◆ **Exercise goal**
Count the lines in the items below that contain the string "green", treating the match as case-sensitive. Give only the number.

[Dataset entries]

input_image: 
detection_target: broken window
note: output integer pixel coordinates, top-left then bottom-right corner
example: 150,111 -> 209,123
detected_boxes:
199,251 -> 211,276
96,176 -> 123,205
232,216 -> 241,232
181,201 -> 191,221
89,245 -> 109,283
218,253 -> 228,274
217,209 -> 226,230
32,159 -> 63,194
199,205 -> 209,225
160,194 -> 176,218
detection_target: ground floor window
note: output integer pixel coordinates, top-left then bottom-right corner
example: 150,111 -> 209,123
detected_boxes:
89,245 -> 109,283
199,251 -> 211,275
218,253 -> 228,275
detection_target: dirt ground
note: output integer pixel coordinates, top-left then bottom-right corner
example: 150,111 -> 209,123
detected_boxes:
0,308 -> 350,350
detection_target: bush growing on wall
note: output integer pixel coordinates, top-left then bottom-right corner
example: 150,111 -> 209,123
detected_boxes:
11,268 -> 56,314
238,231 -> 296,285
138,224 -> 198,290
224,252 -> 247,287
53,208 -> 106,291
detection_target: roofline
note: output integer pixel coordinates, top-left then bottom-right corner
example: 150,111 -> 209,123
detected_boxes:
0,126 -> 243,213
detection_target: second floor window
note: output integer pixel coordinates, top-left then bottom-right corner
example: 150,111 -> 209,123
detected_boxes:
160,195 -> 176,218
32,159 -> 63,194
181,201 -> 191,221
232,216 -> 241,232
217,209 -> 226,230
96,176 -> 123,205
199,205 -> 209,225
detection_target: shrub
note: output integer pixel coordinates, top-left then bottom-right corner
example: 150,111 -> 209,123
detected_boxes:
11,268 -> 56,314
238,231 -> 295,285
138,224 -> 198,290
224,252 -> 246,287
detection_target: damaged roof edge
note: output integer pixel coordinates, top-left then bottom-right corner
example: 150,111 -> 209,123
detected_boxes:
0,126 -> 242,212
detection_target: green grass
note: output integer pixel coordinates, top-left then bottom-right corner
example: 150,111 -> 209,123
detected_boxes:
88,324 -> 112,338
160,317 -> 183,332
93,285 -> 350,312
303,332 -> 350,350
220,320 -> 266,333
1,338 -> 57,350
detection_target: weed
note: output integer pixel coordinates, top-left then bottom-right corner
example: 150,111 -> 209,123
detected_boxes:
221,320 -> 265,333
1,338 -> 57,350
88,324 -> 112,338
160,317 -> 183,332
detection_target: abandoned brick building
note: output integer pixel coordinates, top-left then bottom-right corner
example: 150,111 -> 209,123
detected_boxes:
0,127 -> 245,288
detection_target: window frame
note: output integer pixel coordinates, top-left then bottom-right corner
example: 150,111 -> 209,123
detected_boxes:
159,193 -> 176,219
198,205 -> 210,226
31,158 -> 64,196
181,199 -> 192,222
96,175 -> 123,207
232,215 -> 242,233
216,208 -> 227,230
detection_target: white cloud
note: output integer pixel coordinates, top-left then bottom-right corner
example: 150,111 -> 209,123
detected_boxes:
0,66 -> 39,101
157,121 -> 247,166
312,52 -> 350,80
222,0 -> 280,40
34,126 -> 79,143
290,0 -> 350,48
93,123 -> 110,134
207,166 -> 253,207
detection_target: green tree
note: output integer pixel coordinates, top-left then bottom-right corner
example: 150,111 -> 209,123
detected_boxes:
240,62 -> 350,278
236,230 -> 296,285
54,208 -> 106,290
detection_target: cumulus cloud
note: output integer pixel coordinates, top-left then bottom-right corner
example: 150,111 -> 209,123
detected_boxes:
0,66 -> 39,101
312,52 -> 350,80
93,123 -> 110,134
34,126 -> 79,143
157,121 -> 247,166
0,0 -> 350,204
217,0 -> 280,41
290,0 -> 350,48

◆ **Output of the exercise**
2